▶ _What the exercise asks_
The reply is to contain the full listing, repeated exactly, with pictures left out.

▶ _Records for the exercise_
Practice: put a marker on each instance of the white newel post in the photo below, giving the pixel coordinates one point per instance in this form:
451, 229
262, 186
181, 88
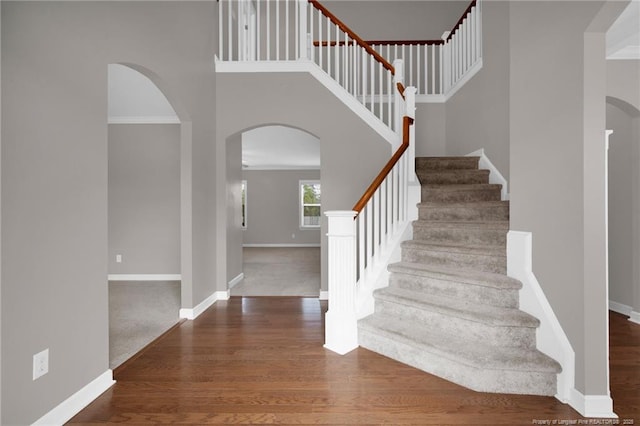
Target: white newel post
341, 332
303, 38
410, 106
398, 102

▶ _Completed task_
Practice: put a marker on each instance of the white newel post in the photo below, giving the pixel coordinates one point per instance in this form:
451, 229
262, 186
181, 88
Target: white newel post
341, 332
303, 38
410, 106
398, 102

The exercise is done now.